The beauty of storms with their accompanying winds provides an incredible canvas of color at sunset. Skies painted with oranges, yellows, and reds that defy human reproduction and yet invite those who are creative to attempt to fabricate a likeness of the hues.
I have several friends who are gifted in watercolors. I’ve dabbled, but I don’t have the eye for color, the patience for technique, nor the talent for design that they do. I can value their work and encourage them to continue to generate works of beauty. They each are gifted, but none of them is ever completely pleased by their end result. “If only”, “I should have”, “But it’s not” are words that often follow complimentary encouragements. Where I see beauty, they see “not enough”.
Too often we diminish our efforts with a humble “but”. Often a false humility where we act with modesty while hoping others will see our promise and deny our negative input. Our humanity seeks to create; it’s the fingerprints of God within us that lead us to yearn to make something that will last beyond our lives. Not only art in its many iterations or writing in its numerous representations, but other things that will endure and make a difference. Big splashes in the moment are often short-lived. The classics are identified as such because they withstand the test of time. Their value extends through different seasons, eras, changes because they exhibit a lasting worth.
• • • • • • •
:: Task to carry out ::
Reproduce the passage on storms and sunset color from the words "Too often we" through the words "a lasting worth.", substituting "Grand gestures" for "Big splashes".
• • • • • • •
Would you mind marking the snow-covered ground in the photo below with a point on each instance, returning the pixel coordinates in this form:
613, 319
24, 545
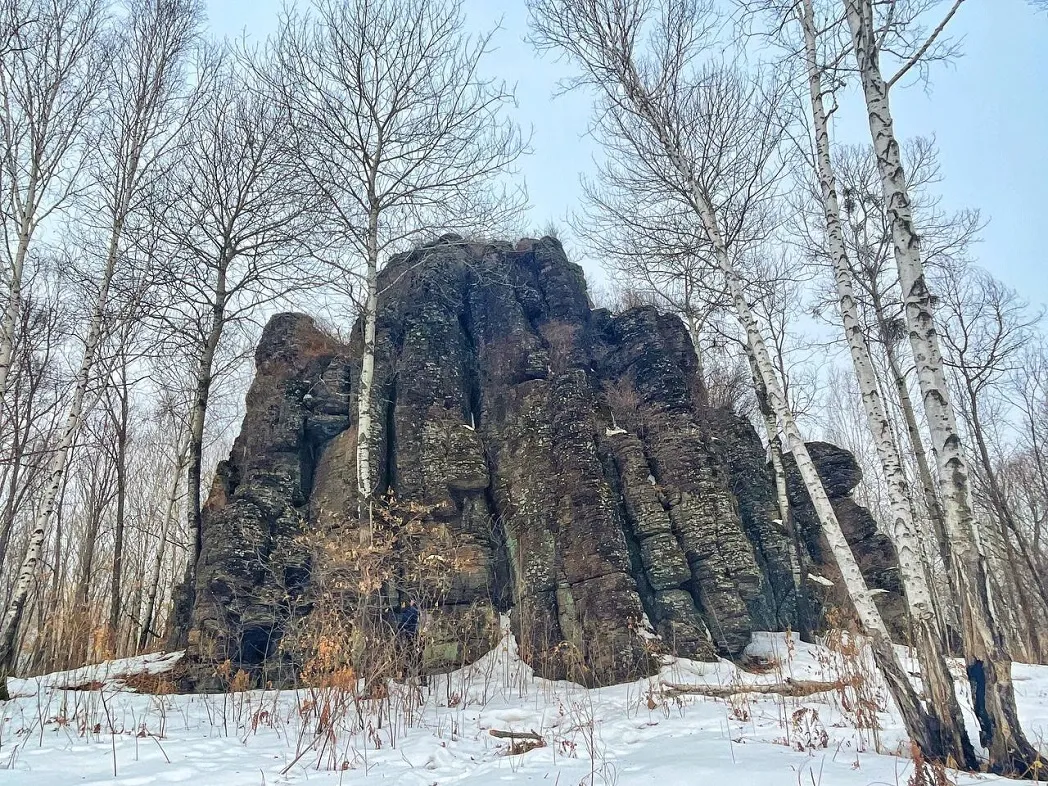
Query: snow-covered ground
58, 729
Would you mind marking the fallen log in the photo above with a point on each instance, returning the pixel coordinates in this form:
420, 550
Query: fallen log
515, 735
793, 688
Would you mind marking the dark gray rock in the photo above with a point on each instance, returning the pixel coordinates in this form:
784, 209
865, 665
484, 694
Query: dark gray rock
561, 449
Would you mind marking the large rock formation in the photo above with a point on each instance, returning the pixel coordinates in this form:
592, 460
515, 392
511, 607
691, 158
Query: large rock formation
559, 449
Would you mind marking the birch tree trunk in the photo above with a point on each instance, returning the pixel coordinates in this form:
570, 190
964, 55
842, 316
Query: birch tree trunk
57, 466
918, 725
942, 706
123, 436
169, 517
365, 404
198, 418
605, 39
986, 656
797, 557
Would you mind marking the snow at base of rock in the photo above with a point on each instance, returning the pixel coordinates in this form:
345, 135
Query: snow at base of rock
629, 735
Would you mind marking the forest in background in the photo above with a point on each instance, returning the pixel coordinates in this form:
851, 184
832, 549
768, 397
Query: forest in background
162, 193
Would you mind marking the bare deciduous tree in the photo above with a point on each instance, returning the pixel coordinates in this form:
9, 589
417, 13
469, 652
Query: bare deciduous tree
988, 661
398, 130
144, 108
50, 78
713, 136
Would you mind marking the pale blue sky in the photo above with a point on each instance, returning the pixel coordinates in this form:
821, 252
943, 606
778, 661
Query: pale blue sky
988, 112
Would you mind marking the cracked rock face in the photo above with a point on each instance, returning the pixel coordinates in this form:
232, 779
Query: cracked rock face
584, 489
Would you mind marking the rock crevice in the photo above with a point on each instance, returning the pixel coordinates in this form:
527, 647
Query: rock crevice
563, 449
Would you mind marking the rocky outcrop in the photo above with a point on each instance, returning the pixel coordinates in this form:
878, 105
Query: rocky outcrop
873, 549
559, 449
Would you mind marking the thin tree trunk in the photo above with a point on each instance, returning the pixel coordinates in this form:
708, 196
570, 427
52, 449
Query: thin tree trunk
913, 431
988, 662
57, 466
797, 559
122, 452
883, 652
169, 516
198, 417
365, 405
14, 304
942, 706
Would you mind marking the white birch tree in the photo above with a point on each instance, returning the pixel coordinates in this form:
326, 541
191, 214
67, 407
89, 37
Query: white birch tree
942, 705
145, 105
640, 63
986, 656
50, 77
402, 135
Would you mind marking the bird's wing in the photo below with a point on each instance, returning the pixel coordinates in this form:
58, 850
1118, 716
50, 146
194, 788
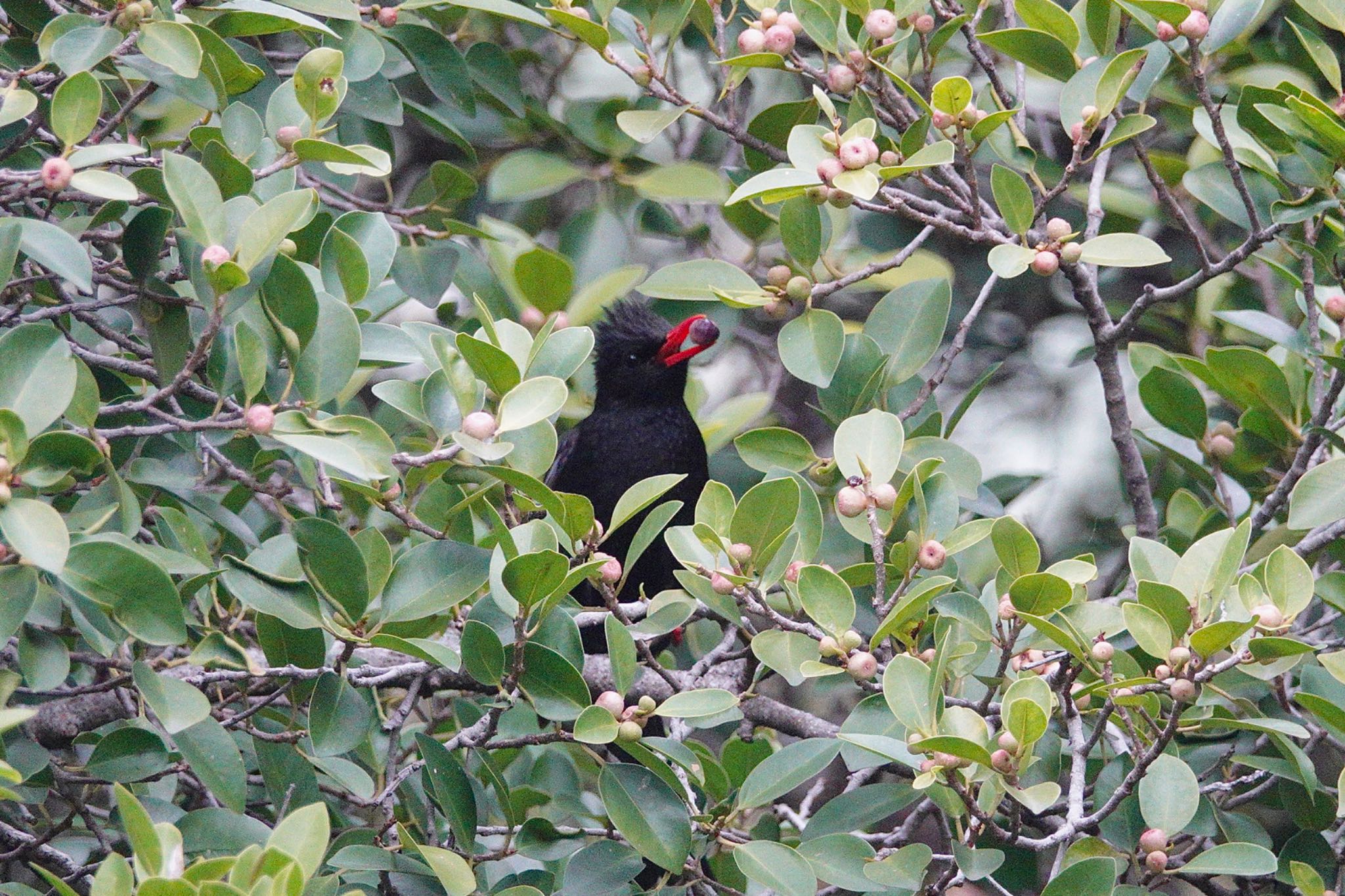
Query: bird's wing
563, 454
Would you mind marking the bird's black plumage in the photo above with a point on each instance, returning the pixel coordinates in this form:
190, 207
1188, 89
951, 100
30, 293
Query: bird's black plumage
639, 427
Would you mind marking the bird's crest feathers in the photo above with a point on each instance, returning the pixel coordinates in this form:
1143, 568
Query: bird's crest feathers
630, 320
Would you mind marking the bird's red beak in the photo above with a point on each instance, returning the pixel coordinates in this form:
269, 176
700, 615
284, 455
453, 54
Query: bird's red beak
673, 354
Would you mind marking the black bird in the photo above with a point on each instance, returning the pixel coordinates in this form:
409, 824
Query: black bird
639, 427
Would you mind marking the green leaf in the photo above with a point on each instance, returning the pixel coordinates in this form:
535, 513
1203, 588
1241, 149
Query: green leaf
545, 278
640, 496
648, 813
1016, 547
697, 704
37, 532
1094, 876
764, 515
304, 834
553, 684
141, 830
1210, 640
1174, 402
697, 281
776, 867
81, 49
785, 653
1169, 794
1315, 500
1325, 11
1243, 860
340, 719
76, 108
317, 78
621, 651
133, 587
826, 598
452, 871
1229, 22
171, 45
175, 703
643, 125
530, 174
1039, 50
774, 186
531, 578
1124, 250
595, 726
432, 578
450, 788
872, 440
958, 747
265, 227
197, 198
775, 446
786, 769
951, 95
16, 105
906, 687
1047, 16
104, 183
1009, 259
483, 654
530, 402
904, 870
811, 345
930, 156
58, 251
591, 33
1040, 593
350, 444
426, 270
215, 761
908, 323
128, 754
334, 565
1149, 629
1013, 195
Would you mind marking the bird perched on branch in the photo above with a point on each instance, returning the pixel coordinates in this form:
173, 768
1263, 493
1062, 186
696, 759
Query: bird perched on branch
639, 427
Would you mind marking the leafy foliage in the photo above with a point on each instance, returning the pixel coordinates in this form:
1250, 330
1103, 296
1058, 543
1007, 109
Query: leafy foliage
298, 309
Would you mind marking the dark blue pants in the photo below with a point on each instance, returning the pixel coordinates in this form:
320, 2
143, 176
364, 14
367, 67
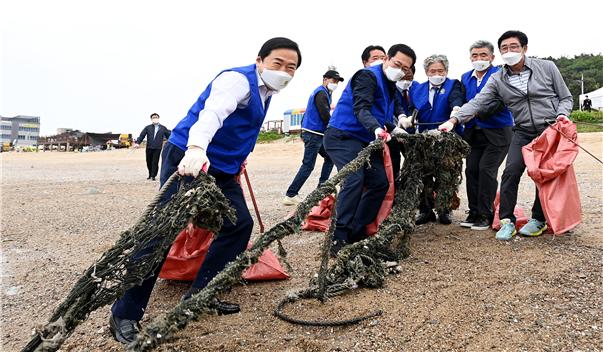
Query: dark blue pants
231, 242
362, 192
509, 185
481, 173
312, 148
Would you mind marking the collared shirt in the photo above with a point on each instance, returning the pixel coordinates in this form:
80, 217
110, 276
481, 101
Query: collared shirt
229, 91
432, 91
479, 80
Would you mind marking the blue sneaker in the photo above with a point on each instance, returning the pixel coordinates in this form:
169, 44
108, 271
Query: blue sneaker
507, 230
533, 228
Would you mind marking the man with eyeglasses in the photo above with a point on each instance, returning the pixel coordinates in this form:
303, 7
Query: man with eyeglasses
364, 113
536, 95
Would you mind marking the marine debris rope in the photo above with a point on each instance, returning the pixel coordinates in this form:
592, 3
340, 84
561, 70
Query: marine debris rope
366, 263
202, 202
118, 269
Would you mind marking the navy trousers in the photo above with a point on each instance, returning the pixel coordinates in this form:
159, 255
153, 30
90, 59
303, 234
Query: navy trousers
362, 192
481, 172
509, 185
224, 248
312, 148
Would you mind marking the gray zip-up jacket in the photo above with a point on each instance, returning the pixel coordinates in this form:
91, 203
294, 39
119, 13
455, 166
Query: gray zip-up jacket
547, 96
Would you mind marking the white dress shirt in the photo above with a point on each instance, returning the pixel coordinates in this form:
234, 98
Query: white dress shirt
229, 91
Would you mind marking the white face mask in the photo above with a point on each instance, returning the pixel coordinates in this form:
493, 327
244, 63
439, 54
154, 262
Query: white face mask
275, 80
480, 65
403, 84
394, 74
437, 80
511, 58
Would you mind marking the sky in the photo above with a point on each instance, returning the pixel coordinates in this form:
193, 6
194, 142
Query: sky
105, 66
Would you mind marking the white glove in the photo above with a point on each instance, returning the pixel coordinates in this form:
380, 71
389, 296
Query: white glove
446, 126
398, 132
404, 121
455, 111
381, 133
194, 161
563, 118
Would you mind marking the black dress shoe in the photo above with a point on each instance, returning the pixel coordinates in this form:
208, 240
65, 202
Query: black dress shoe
445, 219
482, 224
123, 330
424, 218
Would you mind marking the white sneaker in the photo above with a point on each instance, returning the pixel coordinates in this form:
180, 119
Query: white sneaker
295, 200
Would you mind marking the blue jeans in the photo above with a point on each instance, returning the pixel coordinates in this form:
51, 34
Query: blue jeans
362, 192
312, 148
224, 248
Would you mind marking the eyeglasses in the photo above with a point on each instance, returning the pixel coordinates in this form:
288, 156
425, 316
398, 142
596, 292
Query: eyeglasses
511, 47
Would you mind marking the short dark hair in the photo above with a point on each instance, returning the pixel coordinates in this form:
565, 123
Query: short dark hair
366, 54
404, 49
521, 36
279, 43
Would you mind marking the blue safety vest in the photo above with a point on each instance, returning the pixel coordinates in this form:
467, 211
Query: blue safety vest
312, 120
344, 119
233, 142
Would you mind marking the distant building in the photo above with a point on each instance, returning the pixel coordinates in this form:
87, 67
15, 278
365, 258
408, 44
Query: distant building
24, 130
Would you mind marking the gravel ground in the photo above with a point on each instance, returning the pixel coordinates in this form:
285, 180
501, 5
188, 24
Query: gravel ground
459, 290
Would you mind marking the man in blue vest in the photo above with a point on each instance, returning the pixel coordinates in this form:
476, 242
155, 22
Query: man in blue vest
216, 136
315, 121
366, 106
489, 136
154, 133
436, 100
536, 94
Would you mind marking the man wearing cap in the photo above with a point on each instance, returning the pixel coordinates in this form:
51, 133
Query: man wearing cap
315, 121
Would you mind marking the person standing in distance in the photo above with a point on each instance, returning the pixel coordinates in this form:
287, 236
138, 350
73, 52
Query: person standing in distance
315, 121
155, 134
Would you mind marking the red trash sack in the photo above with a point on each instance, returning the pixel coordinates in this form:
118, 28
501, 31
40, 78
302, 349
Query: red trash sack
520, 218
549, 160
319, 218
186, 254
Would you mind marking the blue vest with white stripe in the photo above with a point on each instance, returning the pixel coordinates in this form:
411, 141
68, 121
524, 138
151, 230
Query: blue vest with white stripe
439, 112
498, 120
233, 142
312, 120
344, 119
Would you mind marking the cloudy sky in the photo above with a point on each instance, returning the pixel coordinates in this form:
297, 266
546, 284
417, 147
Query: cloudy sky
105, 66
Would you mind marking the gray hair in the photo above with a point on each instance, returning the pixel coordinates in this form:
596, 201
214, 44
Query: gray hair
482, 44
435, 58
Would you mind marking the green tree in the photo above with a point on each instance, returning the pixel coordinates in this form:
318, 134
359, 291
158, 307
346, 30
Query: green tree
572, 69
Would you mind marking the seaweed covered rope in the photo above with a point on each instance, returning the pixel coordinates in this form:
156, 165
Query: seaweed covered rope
163, 329
118, 269
366, 263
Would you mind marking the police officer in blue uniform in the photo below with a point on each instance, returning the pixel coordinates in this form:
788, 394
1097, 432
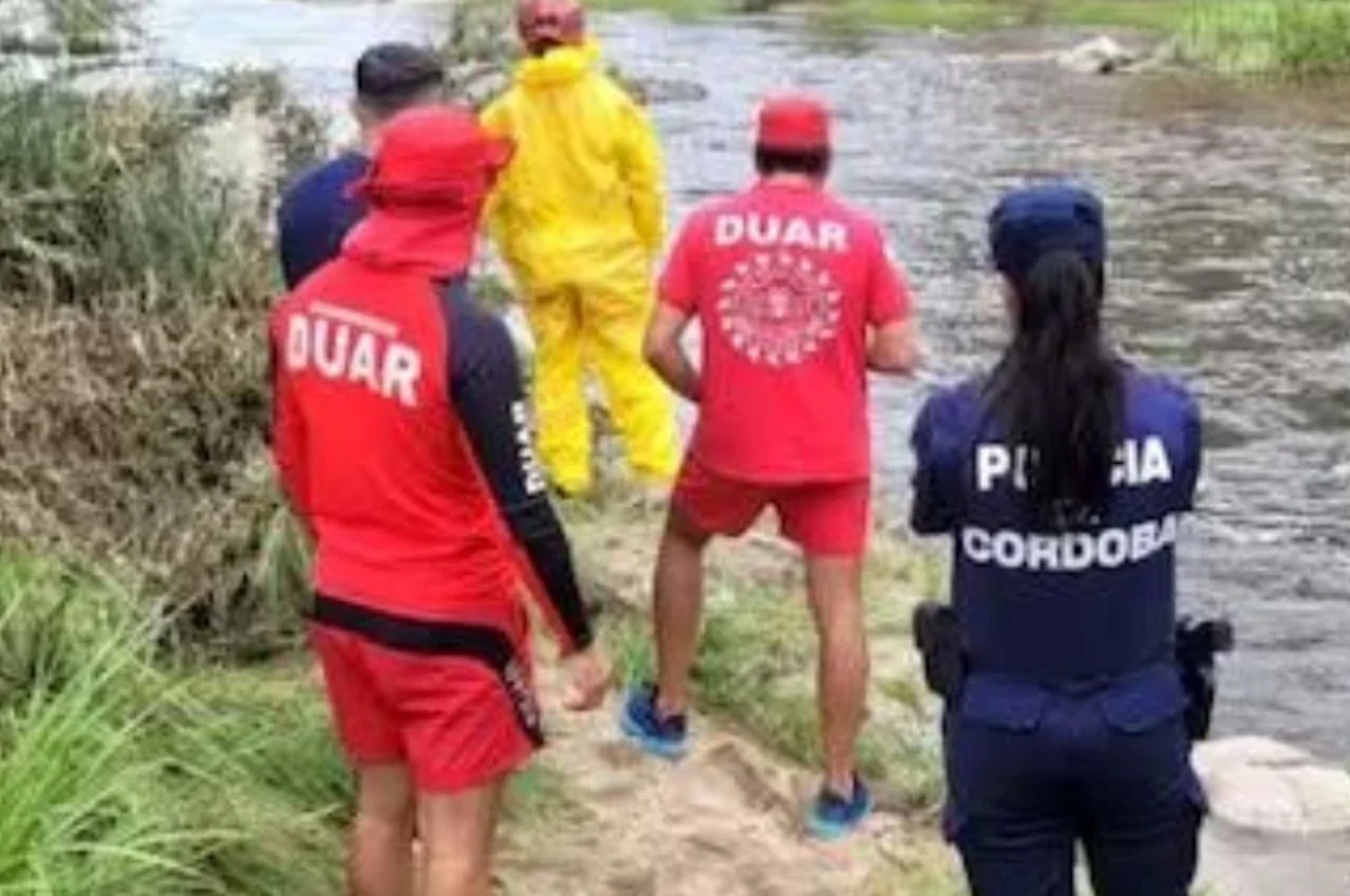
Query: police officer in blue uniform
1061, 477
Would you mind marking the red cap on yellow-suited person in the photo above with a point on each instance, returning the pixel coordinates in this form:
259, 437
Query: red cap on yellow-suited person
550, 23
796, 123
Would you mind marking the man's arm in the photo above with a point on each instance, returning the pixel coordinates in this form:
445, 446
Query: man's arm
893, 347
893, 340
666, 354
932, 510
485, 386
643, 170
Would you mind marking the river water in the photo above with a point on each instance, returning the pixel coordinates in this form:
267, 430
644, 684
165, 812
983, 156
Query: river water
1231, 264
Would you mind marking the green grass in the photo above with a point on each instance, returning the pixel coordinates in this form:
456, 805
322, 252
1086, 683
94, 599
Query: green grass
121, 776
1301, 38
1298, 38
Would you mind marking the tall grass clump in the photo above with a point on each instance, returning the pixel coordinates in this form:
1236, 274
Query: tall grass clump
134, 285
121, 777
1295, 38
72, 27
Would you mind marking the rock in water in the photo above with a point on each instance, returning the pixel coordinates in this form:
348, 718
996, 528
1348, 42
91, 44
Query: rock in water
1265, 785
1101, 56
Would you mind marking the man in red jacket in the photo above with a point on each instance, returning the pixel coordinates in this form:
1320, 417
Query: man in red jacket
402, 442
796, 299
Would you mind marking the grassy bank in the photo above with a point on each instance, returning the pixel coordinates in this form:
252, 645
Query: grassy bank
1296, 38
1299, 38
119, 776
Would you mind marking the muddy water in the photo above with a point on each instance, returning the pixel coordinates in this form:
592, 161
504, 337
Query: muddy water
1231, 264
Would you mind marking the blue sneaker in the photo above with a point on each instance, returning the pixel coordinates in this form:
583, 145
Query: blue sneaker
644, 726
831, 817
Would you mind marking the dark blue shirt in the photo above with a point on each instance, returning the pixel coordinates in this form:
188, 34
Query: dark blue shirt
1084, 605
316, 213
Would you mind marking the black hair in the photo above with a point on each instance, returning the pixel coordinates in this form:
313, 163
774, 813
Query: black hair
392, 77
810, 162
1060, 389
389, 104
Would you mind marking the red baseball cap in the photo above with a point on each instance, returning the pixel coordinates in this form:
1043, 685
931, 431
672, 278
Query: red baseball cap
794, 121
548, 22
427, 185
434, 157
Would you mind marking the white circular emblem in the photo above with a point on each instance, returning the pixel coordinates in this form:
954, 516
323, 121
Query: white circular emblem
779, 309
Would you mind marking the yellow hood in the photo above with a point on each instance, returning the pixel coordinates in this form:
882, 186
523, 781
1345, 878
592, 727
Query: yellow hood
563, 65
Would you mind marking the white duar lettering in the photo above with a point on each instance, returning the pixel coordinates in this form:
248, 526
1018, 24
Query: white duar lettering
798, 234
763, 231
331, 347
362, 367
729, 229
297, 342
402, 369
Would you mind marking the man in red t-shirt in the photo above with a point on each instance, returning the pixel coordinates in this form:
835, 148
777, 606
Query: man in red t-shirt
402, 442
796, 299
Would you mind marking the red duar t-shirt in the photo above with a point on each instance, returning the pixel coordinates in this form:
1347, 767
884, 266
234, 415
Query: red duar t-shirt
786, 281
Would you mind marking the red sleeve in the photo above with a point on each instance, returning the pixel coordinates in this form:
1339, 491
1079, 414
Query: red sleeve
888, 293
680, 280
288, 428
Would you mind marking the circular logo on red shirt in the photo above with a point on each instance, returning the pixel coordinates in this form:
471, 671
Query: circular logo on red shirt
778, 308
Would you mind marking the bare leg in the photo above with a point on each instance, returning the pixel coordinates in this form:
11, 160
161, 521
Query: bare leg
382, 834
834, 586
458, 837
680, 609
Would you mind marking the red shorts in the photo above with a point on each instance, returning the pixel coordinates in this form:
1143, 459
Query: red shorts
454, 702
825, 518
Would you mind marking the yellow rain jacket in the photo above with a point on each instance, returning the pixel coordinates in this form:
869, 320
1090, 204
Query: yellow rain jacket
580, 218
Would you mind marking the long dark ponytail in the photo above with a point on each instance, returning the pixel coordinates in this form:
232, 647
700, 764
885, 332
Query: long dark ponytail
1060, 389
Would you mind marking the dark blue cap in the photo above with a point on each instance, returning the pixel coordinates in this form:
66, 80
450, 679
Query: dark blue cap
1037, 220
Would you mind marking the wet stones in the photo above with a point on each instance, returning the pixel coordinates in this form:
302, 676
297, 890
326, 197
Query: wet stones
1261, 784
1101, 56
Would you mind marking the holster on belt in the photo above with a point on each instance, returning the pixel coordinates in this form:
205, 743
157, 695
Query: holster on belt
939, 640
1198, 642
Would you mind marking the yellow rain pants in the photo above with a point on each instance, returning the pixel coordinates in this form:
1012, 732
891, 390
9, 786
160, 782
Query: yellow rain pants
580, 219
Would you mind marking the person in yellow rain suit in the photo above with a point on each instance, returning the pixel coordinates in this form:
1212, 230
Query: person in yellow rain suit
580, 218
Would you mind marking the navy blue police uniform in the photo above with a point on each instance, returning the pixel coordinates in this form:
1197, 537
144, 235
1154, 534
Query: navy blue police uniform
1068, 728
319, 210
316, 213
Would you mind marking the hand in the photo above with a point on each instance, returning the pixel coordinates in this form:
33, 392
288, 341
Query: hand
589, 679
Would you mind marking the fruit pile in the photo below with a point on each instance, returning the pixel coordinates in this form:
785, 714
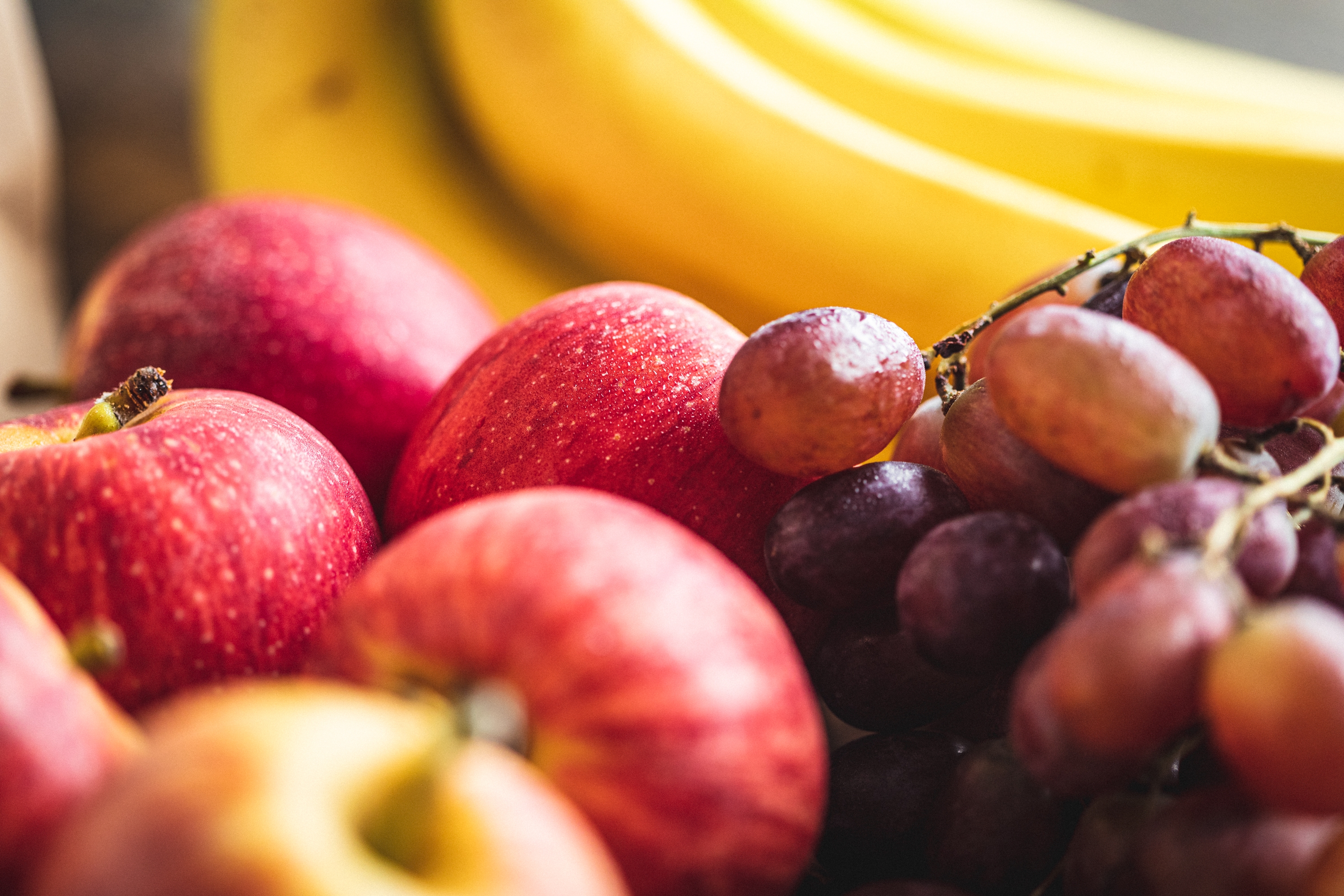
• • • • • • •
:: Your response ::
Too often we diminish our efforts with a humble “but”. Often a false humility where we act with modesty while hoping others will see our promise and deny our negative input. Our humanity seeks to create; it’s the fingerprints of God within us that lead us to yearn to make something that will last beyond our lives. Not only art in its many iterations or writing in its numerous representations, but other things that will endure and make a difference. Grand gestures in the moment are often short-lived. The classics are identified as such because they withstand the test of time. Their value extends through different seasons, eras, changes because they exhibit a lasting worth.